Przedstaw jako dwukolumnowy plik CSV z kolumnami zapytanie i wynik wszystkie wpisy od samego początku aż po wiersz zawierający "27,163,300,448" włącznie, w jednym wierszu na każdy wpis. Treść wpisu i jego odpowiedź umieść w osobnych polach w cudzysłowie, a podziały wierszy zamień na spacje.

[Blok danych]
__________________________________________________

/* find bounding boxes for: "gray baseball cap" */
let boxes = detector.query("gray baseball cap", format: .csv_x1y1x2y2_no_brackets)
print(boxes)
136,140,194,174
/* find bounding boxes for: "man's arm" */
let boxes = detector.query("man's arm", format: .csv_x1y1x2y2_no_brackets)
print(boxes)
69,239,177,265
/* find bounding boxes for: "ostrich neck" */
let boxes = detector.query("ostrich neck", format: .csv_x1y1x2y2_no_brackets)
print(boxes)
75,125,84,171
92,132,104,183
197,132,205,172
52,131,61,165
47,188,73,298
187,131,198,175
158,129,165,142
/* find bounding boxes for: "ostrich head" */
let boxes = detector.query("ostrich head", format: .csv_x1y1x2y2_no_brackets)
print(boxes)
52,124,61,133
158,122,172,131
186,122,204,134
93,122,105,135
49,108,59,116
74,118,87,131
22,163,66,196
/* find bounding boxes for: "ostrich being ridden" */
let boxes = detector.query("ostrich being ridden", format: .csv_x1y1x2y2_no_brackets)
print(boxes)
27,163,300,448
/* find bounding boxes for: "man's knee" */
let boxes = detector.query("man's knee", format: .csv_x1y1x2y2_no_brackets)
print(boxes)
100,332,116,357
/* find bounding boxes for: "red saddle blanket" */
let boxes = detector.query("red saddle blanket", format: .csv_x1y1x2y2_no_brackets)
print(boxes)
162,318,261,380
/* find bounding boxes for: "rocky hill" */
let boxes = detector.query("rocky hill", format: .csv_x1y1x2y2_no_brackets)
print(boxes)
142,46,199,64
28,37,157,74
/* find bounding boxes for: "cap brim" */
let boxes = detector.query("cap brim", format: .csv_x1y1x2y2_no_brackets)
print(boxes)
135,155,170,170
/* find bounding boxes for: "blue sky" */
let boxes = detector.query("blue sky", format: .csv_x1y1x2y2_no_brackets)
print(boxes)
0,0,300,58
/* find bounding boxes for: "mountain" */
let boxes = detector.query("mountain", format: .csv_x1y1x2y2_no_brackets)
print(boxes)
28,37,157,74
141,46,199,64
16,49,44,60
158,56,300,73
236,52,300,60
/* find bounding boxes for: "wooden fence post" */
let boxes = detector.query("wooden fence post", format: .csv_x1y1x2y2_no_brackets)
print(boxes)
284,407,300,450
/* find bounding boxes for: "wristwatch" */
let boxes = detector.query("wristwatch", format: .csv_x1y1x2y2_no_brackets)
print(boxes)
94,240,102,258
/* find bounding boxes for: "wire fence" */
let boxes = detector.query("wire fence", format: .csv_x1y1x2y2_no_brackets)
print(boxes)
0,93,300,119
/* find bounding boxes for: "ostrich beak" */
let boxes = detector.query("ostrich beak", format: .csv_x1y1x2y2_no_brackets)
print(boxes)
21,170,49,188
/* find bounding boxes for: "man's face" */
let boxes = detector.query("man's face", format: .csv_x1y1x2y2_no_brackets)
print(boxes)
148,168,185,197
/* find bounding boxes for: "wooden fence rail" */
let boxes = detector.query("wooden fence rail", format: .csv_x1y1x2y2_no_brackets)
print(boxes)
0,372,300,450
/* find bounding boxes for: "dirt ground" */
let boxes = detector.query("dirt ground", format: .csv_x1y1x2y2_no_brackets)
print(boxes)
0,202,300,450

__________________________________________________

**Rozwiązanie problemu:**
zapytanie,wynik
"/* find bounding boxes for: ""gray baseball cap"" */ let boxes = detector.query(""gray baseball cap"", format: .csv_x1y1x2y2_no_brackets) print(boxes)","136,140,194,174"
"/* find bounding boxes for: ""man's arm"" */ let boxes = detector.query(""man's arm"", format: .csv_x1y1x2y2_no_brackets) print(boxes)","69,239,177,265"
"/* find bounding boxes for: ""ostrich neck"" */ let boxes = detector.query(""ostrich neck"", format: .csv_x1y1x2y2_no_brackets) print(boxes)","75,125,84,171 92,132,104,183 197,132,205,172 52,131,61,165 47,188,73,298 187,131,198,175 158,129,165,142"
"/* find bounding boxes for: ""ostrich head"" */ let boxes = detector.query(""ostrich head"", format: .csv_x1y1x2y2_no_brackets) print(boxes)","52,124,61,133 158,122,172,131 186,122,204,134 93,122,105,135 49,108,59,116 74,118,87,131 22,163,66,196"
"/* find bounding boxes for: ""ostrich being ridden"" */ let boxes = detector.query(""ostrich being ridden"", format: .csv_x1y1x2y2_no_brackets) print(boxes)","27,163,300,448"